# Your instructions
The required answer is a copy of each line in the entries below that includes "glass".

____ Input for this task

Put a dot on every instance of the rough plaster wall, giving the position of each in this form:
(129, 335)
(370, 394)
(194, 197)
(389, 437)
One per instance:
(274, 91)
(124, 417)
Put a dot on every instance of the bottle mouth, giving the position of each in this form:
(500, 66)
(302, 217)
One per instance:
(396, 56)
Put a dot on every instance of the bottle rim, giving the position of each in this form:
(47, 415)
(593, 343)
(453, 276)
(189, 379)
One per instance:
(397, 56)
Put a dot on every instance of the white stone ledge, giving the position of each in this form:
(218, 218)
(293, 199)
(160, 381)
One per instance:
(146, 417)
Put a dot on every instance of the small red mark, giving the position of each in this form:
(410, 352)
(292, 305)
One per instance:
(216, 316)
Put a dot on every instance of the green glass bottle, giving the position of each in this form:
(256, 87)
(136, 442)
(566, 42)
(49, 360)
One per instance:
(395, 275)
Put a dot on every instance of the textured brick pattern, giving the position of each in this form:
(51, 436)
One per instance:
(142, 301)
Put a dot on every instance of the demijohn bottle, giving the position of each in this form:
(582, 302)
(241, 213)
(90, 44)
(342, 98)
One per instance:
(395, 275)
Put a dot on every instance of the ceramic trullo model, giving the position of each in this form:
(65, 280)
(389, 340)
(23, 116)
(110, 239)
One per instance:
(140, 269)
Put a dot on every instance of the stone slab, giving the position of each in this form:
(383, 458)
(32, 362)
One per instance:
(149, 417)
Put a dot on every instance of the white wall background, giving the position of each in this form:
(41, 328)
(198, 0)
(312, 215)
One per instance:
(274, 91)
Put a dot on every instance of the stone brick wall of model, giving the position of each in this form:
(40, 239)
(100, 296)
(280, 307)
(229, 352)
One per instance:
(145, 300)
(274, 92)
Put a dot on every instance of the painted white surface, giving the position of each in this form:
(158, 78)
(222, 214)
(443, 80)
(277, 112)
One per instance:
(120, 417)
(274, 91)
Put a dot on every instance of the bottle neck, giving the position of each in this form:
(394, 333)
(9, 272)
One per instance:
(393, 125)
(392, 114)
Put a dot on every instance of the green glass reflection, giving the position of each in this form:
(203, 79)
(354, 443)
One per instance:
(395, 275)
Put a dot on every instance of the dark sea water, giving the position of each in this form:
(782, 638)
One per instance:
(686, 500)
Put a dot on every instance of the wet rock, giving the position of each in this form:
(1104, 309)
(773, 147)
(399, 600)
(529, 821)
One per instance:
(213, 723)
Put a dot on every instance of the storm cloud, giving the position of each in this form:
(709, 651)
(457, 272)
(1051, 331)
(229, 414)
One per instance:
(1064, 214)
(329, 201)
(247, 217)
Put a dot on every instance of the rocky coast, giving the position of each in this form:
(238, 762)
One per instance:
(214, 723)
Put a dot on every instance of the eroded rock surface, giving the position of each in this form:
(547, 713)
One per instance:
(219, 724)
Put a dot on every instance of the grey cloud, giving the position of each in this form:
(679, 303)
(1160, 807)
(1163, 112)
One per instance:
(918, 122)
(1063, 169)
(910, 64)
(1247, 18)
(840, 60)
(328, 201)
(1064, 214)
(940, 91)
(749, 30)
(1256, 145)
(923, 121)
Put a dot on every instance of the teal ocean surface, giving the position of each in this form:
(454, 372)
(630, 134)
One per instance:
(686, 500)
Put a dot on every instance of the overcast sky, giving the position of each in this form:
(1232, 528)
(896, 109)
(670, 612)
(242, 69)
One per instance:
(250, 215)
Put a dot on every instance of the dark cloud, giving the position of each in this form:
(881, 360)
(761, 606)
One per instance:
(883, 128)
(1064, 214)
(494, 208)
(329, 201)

________

# Task solution
Put a dot on every instance of the green glass bottle, giving the position of each in this form:
Put a dot on every instance of the green glass reflection, giving the position of each in this form:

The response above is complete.